§ **Goal**: Please set down all the lines beneath this one exactly, without the pictures.

§ **Working data**:
● ● ● ● ● ● ●
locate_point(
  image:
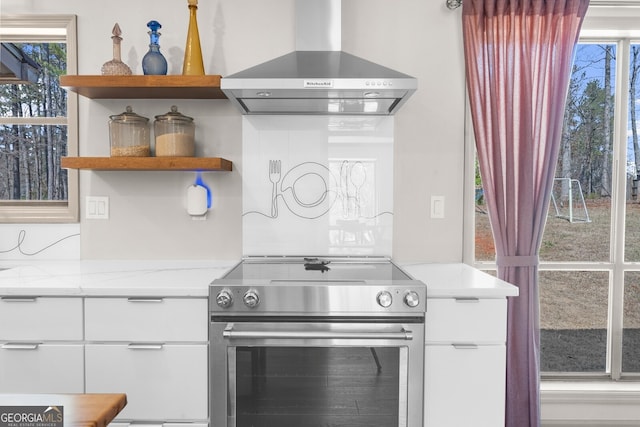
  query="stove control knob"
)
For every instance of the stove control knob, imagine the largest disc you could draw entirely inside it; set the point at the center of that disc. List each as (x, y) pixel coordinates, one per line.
(224, 299)
(412, 299)
(384, 299)
(251, 299)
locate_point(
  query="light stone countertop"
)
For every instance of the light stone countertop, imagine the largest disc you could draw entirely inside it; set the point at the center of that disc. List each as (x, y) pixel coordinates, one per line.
(459, 281)
(110, 278)
(148, 278)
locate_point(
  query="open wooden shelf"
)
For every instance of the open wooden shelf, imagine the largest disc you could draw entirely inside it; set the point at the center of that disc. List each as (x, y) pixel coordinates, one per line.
(148, 163)
(145, 87)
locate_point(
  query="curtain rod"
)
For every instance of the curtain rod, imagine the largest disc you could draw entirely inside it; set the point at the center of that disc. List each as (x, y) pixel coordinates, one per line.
(454, 4)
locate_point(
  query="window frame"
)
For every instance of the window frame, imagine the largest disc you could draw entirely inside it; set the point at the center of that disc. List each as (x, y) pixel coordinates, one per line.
(47, 28)
(612, 26)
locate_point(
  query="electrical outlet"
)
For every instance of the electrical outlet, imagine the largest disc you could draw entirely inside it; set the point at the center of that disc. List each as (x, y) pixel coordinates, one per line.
(97, 207)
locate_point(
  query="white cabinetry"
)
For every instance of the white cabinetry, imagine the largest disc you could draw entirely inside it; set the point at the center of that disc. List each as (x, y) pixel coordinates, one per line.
(154, 350)
(41, 348)
(465, 362)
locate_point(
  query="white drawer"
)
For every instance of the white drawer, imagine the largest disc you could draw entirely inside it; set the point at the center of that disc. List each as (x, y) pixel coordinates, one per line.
(466, 321)
(162, 382)
(40, 318)
(41, 368)
(464, 386)
(146, 319)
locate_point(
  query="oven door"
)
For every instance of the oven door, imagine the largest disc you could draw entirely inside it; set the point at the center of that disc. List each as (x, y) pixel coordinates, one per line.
(317, 374)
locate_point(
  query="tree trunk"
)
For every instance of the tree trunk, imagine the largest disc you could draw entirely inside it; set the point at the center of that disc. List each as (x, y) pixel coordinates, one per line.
(633, 80)
(605, 190)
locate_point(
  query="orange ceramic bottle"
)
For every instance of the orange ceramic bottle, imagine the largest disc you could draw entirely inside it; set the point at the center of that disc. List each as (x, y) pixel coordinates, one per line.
(193, 64)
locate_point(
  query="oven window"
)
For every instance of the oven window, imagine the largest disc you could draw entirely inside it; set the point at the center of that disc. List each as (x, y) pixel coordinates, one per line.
(317, 386)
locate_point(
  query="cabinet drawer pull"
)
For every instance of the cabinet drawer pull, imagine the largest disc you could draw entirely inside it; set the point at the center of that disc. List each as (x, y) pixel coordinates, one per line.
(19, 299)
(137, 299)
(21, 346)
(145, 346)
(465, 346)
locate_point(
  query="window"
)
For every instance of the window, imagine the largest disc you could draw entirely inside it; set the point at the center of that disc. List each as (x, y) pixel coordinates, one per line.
(38, 119)
(590, 254)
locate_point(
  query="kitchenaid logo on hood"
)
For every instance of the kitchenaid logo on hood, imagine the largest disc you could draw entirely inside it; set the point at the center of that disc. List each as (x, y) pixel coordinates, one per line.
(31, 416)
(321, 84)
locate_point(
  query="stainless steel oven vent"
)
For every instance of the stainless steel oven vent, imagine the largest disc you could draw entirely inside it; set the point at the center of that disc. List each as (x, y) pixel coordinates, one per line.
(318, 78)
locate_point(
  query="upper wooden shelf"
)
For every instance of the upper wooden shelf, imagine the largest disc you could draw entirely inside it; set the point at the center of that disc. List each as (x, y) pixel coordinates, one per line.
(148, 163)
(145, 87)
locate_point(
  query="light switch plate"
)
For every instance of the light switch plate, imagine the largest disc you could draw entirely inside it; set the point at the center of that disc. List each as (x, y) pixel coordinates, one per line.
(97, 207)
(437, 207)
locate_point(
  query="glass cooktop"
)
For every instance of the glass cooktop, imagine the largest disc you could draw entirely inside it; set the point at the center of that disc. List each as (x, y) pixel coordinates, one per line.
(317, 269)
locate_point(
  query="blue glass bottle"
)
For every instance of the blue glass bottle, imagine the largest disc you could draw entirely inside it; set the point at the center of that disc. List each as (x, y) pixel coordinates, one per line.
(153, 62)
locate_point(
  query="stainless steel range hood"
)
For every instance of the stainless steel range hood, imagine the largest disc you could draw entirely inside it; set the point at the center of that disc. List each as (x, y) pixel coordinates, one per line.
(318, 78)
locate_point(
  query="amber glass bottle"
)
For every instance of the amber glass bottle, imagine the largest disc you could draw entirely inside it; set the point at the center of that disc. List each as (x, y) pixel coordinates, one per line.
(193, 64)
● ● ● ● ● ● ●
§ **Result**:
locate_point(
  image:
  query="stove control knob"
)
For every instance of the stove control knob, imagine the largest disc you could draw entirely inside it; set the point at the center of that disc. List each as (x, y) pixel coordinates, one per line.
(224, 299)
(412, 299)
(384, 299)
(251, 299)
locate_point(
  query="light stone countertop"
)
For every instance of the light stone countertop, imagine the largest disc you could draw entirely inside it; set the point at the center of that disc. List each as (x, y) pixel coordinates, one per line.
(459, 281)
(110, 278)
(148, 278)
locate_point(
  query="open wooden shelf"
)
For every instance of the open wooden shelf, imagine the largest disc you could draw entirely inside it; set the point at the center of that disc. List each as (x, y) pixel coordinates, one per line.
(148, 163)
(145, 87)
locate_point(
  query="curtain rod"
)
For every instance of the curtain rod, imagine the largest disc you could draw entirely inside it; set the point at the center of that disc. List each as (x, y) pixel coordinates, one per line.
(454, 4)
locate_point(
  query="window frame"
)
For every instance of the window frame, imagine the largest disc you could draw entirely inside it; set the point at the center of that disc. List each as (x, y) pixel coordinates, one per line.
(47, 28)
(612, 26)
locate_point(
  query="electrical outlet"
)
For every instance of the electrical outlet, imagine the largest disc you could draw entirely inside it; set the point at the center of that disc. List each as (x, y) pixel coordinates, one per line.
(97, 207)
locate_point(
  query="white cabinetry"
)
For every instance of the white cabinetry, imagine the largest disc you could draw entirely inside it; set the point at the center of that disc. List each as (x, y) pixel coordinates, one per line.
(154, 350)
(41, 348)
(465, 362)
locate_point(
  query="white drawer"
)
For every instance of the white drawer, imagine the largest disc you could draw entirely inside it; set the point at the center of that disc. List each as (x, y) pixel coordinates, one per line.
(466, 321)
(162, 382)
(40, 318)
(41, 368)
(464, 386)
(146, 319)
locate_point(
  query="oven door"
)
For every instance of the oven door, imagine the largest disc you could draw entirely inside it; set the point at the center of that disc. List each as (x, y) pixel coordinates, one per line.
(317, 374)
locate_point(
  query="tree trunk"
)
For every instance of the tree trunk, imagine the largest disc you could draw entirely inside it; set the point at the center of that disc. List each as (x, y) pixel coordinates, one per line.
(633, 80)
(605, 190)
locate_point(
  query="orange ceramic bottle"
)
For every instance of the orange ceramic bottle, imagine the largest disc you could draw entirely inside it; set the point at the center of that disc. List each as (x, y) pixel coordinates, one per line.
(193, 64)
locate_point(
  query="oven window"
)
For every instance of the oven window, imagine the largest disc you could draw entirely inside it; set the point at the center of that disc. List each as (x, y) pixel coordinates, one per line.
(317, 386)
locate_point(
  query="cabinet drawer pull"
)
For every instance of the cabinet drawer pull, imagine the largest disc you could draw entirely inside it; set the point at the center of that disc. List each as (x, y) pixel coordinates, one per line.
(19, 299)
(137, 299)
(21, 346)
(145, 346)
(465, 346)
locate_point(
  query="window"
)
For every instance of the window, imagine the largest disc you could draw entirely inside it; set the point at the center of that disc. List each as (x, y) pixel coordinates, one per line.
(38, 119)
(590, 254)
locate_point(
  query="kitchenaid logo on hood"
)
For every instance of the kitchenaid logo on hood, imagine the largest disc you could draw entirely inside it; set the point at the center of that disc. List each as (x, y) pixel coordinates, one per line.
(31, 416)
(321, 84)
locate_point(
  query="stainless steel oven vent"
)
For every instance of the stainless steel oven vent, imagine the largest disc you could draw entirely inside it; set the point at the center of that disc. List each as (x, y) pixel coordinates, one per line.
(318, 78)
locate_point(
  query="upper wooden shelf"
)
For every instance of the upper wooden shelf, imagine the largest disc you could draw entirely inside it; set the point at the center of that disc. List each as (x, y) pixel coordinates, one per line.
(148, 163)
(145, 87)
locate_point(
  query="light switch plate"
)
For every instance of the light switch plate, imagine the largest disc you could draw entirely inside it; set the point at the center of that disc. List each as (x, y) pixel coordinates, one per line.
(97, 207)
(437, 207)
locate_point(
  query="glass cooktop"
)
For every instance of the glass cooktop, imagine the largest disc you could draw entirely inside it; set the point at the center of that disc. List each as (x, y) pixel coordinates, one per line.
(317, 269)
locate_point(
  query="blue glass bottle"
)
For every instance of the blue glass bottle, imagine the largest disc you could draw entirely inside it; set the point at the center of that disc. List each as (x, y) pixel coordinates, one per line.
(153, 62)
locate_point(
  query="stainless steel range hood"
)
For every instance of the stainless steel range hood, imagine the largest disc you could draw entirely inside it; set the point at the center of that disc. List each as (x, y) pixel coordinates, one per line.
(318, 78)
locate_point(
  query="amber glass bottle"
)
For every instance of the amber glass bottle, imagine the largest disc you could draw entirely inside it; set the point at the center of that disc. List each as (x, y) pixel coordinates, one per line.
(193, 64)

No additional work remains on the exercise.